Work order:
Your task is to copy each line of the material that holds the word "yellow".

Data extracts:
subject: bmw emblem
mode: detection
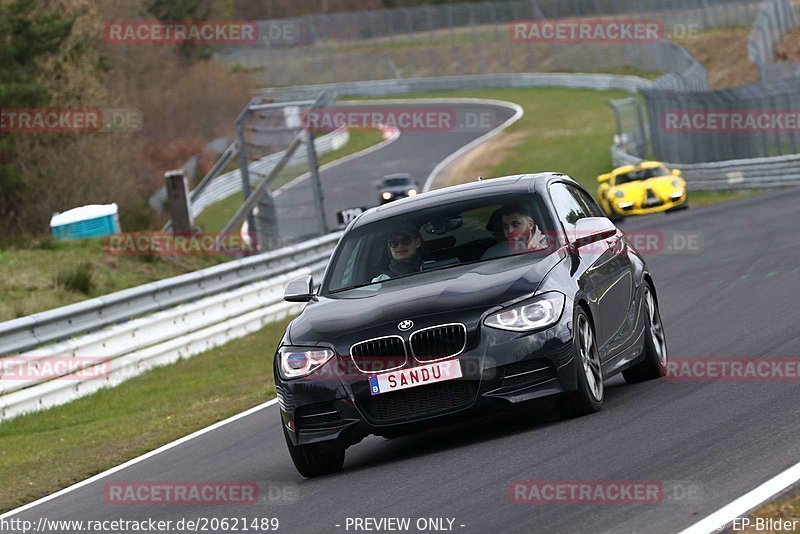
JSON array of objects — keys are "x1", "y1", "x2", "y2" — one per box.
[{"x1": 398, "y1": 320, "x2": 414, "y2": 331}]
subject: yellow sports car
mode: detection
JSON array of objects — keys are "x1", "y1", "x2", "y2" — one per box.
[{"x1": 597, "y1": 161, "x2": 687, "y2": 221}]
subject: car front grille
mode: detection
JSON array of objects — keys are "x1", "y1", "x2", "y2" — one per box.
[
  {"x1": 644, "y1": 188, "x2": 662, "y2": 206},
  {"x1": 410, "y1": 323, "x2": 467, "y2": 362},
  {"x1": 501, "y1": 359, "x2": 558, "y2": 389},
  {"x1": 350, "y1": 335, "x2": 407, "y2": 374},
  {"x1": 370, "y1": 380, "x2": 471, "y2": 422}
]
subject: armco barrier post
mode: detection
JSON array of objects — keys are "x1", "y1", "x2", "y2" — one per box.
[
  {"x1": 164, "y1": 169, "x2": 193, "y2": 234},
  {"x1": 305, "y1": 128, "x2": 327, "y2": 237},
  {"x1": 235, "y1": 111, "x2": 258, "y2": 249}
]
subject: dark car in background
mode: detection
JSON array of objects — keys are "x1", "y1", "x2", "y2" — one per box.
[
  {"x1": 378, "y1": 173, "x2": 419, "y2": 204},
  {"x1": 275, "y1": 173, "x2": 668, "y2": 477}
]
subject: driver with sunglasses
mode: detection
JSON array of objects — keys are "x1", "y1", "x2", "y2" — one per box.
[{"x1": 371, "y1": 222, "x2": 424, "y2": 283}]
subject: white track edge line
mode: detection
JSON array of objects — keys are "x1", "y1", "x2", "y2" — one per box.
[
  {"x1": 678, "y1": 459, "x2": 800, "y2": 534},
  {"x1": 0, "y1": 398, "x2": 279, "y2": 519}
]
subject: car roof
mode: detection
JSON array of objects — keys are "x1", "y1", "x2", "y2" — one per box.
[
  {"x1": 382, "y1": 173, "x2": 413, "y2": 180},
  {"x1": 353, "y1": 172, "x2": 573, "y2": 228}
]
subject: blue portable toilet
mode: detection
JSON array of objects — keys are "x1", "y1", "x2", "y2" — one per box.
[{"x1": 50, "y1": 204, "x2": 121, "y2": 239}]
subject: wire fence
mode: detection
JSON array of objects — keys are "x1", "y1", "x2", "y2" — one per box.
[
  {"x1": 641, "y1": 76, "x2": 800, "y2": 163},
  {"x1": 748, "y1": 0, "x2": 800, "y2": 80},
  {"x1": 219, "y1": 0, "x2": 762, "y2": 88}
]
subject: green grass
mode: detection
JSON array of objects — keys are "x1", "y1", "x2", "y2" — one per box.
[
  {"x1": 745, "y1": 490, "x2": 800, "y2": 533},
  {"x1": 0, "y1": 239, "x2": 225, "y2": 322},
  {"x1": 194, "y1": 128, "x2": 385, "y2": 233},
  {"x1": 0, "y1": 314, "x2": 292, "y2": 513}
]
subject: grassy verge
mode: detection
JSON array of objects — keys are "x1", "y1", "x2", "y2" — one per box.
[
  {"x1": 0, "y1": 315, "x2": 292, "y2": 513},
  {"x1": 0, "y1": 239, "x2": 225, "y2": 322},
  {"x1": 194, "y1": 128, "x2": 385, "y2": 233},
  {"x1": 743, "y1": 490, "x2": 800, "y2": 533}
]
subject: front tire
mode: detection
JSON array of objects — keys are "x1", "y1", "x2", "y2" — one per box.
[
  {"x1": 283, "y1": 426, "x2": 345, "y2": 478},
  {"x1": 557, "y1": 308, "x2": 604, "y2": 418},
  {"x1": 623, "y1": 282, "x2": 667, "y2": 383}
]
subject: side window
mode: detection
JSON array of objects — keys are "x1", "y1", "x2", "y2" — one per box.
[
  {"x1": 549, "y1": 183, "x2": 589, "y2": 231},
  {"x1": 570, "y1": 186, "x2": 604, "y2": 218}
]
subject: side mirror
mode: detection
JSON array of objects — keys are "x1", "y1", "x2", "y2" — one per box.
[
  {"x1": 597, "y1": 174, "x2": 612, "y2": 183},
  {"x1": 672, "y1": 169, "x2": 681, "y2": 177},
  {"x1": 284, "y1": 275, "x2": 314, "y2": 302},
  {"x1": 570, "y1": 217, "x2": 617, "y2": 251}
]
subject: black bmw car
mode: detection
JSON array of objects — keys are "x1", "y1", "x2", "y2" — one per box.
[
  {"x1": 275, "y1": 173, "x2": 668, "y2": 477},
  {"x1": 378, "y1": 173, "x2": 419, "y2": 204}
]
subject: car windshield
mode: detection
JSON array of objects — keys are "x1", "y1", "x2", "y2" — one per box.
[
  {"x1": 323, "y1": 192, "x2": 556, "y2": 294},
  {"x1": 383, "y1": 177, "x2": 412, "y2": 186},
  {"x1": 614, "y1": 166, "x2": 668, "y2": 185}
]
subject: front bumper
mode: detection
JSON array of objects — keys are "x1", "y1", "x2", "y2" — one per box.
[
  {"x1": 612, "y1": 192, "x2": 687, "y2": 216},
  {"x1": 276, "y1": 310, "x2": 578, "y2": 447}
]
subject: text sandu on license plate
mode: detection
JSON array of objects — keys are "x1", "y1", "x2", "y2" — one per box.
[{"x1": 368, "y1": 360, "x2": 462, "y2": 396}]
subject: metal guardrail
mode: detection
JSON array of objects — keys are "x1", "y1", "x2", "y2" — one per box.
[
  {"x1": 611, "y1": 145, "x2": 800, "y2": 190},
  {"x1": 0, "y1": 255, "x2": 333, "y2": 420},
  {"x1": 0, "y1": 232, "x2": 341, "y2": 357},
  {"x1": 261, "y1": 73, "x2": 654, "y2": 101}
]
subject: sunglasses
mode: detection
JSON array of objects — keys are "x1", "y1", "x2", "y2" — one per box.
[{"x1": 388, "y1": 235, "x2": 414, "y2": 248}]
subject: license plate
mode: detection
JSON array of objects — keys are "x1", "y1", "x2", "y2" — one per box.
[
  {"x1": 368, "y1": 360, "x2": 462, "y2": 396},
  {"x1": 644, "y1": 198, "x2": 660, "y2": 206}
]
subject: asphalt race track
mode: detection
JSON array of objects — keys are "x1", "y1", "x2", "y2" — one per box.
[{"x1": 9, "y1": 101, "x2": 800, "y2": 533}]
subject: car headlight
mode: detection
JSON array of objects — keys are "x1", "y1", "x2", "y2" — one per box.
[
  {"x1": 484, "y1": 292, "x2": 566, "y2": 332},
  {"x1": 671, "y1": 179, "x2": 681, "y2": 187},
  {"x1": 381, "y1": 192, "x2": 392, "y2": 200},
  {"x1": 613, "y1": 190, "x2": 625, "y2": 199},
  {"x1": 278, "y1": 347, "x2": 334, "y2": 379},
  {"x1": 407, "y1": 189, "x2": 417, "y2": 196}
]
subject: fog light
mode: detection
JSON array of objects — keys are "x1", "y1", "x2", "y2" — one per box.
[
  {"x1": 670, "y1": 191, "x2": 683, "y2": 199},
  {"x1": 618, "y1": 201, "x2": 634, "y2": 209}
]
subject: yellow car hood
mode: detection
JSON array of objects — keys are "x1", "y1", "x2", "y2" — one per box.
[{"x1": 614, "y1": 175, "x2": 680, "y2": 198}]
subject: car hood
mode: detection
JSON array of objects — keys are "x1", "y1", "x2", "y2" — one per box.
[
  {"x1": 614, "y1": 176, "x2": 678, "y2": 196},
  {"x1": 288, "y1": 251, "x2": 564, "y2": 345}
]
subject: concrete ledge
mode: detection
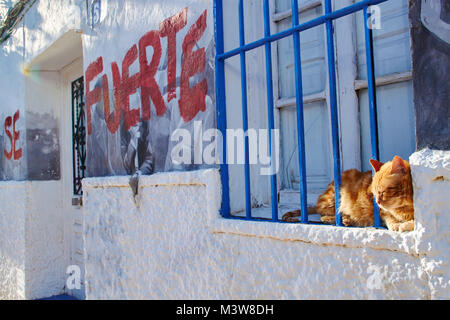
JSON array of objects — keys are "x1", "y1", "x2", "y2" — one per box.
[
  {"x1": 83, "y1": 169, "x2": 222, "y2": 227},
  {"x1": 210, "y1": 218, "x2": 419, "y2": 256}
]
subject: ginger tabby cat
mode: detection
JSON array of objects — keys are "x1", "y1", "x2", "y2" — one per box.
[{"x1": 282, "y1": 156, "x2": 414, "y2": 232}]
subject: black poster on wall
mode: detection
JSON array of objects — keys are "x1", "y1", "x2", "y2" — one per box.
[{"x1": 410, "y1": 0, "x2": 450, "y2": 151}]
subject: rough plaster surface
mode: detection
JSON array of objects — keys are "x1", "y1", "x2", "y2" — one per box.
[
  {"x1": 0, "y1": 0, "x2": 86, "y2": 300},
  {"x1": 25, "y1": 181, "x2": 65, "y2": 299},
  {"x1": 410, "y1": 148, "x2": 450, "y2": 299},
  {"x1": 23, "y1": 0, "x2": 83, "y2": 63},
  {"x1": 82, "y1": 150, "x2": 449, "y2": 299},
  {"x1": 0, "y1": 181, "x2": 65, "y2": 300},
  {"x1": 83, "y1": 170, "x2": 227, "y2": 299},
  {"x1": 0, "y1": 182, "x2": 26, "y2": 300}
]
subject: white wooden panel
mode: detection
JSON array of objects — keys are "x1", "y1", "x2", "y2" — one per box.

---

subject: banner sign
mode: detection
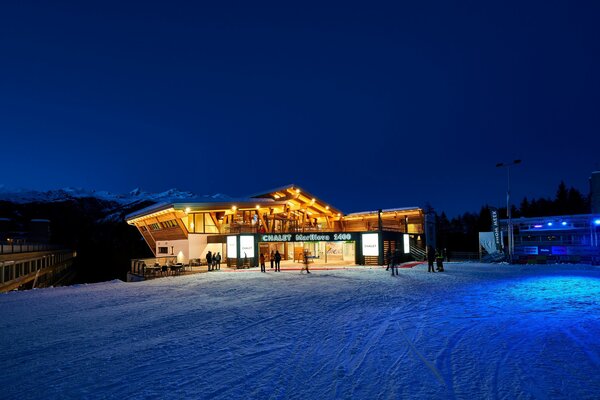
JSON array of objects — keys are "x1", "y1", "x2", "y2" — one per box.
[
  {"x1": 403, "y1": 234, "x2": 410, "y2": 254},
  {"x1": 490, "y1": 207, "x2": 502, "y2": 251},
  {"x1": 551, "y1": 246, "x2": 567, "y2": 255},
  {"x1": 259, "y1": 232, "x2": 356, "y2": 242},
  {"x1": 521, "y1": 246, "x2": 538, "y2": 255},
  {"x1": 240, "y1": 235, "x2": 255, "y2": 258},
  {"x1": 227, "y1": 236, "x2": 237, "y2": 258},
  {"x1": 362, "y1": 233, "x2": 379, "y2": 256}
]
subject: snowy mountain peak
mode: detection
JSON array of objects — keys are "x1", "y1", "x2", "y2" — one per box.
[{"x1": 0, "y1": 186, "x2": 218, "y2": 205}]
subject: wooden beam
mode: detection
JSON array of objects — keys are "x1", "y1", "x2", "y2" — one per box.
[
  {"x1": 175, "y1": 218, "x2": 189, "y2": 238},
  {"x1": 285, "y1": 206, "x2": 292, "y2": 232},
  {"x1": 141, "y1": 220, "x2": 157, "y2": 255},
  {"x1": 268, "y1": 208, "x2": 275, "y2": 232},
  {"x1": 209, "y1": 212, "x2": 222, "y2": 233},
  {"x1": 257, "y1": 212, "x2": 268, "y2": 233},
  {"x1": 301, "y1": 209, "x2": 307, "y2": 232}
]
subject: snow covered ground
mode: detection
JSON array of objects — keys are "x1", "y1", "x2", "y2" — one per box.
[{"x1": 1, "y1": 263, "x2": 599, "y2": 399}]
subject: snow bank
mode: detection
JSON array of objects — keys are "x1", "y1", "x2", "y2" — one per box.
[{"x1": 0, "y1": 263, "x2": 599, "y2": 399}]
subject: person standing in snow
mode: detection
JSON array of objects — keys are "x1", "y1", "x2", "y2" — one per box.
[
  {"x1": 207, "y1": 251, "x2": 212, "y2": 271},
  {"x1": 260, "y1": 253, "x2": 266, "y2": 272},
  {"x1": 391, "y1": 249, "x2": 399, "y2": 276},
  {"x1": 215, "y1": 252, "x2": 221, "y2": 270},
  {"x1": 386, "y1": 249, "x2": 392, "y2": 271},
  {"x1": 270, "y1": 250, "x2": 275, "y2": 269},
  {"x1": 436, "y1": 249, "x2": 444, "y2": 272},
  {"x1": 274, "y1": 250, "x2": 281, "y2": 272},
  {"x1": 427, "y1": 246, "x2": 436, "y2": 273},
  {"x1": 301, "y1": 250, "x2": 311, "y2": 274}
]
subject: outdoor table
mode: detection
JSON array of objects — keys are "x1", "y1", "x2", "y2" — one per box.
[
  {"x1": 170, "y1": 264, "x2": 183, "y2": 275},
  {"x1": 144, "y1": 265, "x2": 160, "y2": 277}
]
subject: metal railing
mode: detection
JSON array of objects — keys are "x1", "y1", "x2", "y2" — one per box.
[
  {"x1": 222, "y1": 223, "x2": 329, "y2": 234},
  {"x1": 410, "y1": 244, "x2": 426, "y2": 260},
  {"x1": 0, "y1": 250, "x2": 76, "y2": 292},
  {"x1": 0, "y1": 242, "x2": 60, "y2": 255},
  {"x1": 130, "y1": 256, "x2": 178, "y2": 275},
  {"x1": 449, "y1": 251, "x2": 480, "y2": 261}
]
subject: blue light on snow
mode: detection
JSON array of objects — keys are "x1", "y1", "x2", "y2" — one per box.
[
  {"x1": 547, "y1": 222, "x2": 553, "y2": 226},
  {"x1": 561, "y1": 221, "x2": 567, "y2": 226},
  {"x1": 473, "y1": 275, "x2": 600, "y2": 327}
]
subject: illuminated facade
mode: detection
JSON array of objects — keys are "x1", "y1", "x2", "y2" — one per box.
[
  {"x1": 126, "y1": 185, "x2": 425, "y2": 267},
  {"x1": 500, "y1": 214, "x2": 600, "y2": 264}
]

Completed exercise:
subject: yellow sports car
subject: yellow car hood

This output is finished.